[Start of DATA LINES]

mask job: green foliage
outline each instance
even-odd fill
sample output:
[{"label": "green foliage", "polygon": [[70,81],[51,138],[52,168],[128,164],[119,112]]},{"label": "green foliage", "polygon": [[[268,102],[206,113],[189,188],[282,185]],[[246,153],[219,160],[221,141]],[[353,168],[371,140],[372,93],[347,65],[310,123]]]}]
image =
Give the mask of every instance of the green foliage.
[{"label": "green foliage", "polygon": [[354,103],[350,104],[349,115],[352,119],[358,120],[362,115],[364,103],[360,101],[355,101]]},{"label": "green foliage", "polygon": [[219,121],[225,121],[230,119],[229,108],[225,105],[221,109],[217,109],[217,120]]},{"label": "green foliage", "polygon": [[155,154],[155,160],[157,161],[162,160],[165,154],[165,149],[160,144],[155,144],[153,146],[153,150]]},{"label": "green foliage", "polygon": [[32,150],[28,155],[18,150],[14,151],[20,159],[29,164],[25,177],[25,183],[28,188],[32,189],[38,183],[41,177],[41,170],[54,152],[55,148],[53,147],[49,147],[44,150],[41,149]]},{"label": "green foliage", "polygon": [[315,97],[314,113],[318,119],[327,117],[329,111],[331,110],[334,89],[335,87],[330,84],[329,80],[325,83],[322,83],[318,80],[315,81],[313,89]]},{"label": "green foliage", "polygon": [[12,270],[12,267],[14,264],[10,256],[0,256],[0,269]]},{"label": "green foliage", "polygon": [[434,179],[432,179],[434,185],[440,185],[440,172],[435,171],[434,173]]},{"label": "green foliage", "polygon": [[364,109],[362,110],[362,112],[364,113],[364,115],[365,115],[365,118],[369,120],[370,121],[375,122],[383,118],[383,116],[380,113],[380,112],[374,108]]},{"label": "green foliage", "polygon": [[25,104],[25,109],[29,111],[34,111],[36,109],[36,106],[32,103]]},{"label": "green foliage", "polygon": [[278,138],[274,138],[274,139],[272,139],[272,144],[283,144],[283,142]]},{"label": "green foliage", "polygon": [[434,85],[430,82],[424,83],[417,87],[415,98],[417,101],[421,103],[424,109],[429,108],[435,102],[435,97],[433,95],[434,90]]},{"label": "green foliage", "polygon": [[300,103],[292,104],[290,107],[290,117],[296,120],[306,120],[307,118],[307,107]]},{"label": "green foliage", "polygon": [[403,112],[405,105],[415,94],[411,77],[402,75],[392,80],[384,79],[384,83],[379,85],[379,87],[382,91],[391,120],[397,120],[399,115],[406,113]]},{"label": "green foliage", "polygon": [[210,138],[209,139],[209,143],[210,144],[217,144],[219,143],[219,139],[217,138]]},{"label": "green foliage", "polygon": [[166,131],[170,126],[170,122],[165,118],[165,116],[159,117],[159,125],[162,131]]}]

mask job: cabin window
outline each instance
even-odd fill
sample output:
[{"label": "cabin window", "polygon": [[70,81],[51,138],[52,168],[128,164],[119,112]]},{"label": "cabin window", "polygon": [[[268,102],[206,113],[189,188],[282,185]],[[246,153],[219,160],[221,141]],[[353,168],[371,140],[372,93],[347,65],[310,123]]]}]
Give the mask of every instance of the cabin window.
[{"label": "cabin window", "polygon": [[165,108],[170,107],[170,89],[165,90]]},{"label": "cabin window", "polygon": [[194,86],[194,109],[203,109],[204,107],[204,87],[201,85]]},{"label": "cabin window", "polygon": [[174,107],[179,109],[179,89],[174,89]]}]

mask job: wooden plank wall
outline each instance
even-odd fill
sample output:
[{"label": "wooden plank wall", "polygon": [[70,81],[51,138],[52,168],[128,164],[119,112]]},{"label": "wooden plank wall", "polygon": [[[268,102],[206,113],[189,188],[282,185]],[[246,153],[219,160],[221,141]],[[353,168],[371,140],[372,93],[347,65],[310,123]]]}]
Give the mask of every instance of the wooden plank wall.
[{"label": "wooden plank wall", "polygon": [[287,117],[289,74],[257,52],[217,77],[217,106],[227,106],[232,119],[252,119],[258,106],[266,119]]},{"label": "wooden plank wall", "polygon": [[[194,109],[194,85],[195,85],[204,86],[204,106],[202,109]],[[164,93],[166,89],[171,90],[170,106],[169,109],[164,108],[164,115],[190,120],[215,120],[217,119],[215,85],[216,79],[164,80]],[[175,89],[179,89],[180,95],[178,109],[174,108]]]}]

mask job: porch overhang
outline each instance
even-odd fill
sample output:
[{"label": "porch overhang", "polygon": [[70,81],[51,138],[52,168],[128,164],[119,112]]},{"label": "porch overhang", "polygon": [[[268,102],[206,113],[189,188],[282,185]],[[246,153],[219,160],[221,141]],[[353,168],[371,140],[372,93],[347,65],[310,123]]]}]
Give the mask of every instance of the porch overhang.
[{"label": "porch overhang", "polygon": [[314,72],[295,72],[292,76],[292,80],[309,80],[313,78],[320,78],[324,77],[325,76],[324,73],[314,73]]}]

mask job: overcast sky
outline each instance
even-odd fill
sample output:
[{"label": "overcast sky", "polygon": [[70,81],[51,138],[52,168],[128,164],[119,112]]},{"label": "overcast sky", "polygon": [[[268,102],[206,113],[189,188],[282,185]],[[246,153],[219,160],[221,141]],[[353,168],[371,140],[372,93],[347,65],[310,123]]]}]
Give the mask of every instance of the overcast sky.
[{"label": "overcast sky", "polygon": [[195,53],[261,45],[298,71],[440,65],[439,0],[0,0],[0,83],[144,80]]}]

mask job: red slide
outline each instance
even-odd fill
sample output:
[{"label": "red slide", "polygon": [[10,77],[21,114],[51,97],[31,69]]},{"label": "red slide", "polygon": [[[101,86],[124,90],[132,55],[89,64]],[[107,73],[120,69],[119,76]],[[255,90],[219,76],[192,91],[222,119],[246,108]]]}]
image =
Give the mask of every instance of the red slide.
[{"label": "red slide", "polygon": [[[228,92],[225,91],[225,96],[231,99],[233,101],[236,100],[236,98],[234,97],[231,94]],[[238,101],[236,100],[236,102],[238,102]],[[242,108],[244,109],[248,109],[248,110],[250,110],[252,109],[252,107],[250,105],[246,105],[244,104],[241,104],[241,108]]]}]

[End of DATA LINES]
[Start of DATA LINES]

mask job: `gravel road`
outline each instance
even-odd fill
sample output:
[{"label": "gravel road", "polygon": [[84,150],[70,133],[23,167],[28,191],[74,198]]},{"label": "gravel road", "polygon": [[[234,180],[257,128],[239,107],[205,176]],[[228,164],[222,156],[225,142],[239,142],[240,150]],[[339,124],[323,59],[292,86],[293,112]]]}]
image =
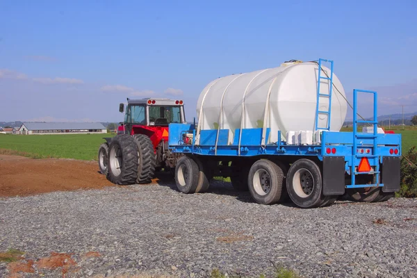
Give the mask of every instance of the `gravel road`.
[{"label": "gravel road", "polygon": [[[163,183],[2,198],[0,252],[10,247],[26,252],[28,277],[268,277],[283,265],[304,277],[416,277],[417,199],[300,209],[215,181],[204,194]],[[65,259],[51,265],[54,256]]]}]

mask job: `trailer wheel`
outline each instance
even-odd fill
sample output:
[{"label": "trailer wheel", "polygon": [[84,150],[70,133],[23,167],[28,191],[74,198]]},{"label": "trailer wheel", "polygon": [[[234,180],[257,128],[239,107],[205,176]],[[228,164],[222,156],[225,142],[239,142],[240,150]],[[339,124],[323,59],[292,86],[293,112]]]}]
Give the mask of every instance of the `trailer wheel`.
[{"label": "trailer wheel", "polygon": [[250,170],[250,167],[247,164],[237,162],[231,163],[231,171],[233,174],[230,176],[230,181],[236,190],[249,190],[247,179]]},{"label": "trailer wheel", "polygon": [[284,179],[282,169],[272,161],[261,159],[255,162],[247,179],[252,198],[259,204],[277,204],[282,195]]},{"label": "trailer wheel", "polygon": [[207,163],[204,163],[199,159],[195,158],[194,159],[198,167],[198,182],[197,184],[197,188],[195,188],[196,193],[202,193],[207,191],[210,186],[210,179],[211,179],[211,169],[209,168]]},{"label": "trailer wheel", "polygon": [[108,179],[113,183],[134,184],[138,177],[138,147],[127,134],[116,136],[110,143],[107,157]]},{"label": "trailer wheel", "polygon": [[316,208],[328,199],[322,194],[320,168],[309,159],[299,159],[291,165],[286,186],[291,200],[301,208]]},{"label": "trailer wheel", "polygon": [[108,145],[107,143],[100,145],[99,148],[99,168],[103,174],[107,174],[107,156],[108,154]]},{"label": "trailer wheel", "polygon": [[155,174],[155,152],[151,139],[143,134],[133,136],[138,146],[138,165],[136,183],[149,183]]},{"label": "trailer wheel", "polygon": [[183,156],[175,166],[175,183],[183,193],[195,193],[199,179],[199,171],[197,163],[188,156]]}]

[End of DATA LINES]

*WHAT IS NEEDED*
Can you copy out only the stretch of the listing from the line containing "mask job: green foliage" through the line containing "Give the mask of every instance of the green", swapping every "green foliage" for "dry brush" and changing nothing else?

*THE RESPONSE*
mask job: dry brush
outline each instance
even-odd fill
sample output:
[{"label": "dry brush", "polygon": [[70,81],[51,138],[52,168],[128,164],[119,112]]},{"label": "dry brush", "polygon": [[[268,102],[206,113],[189,188],[282,185]],[[246,153],[219,160],[221,141]],[[353,168],[371,140],[372,93],[347,65],[310,123]]]}]
image =
Give the mask of every instance of the dry brush.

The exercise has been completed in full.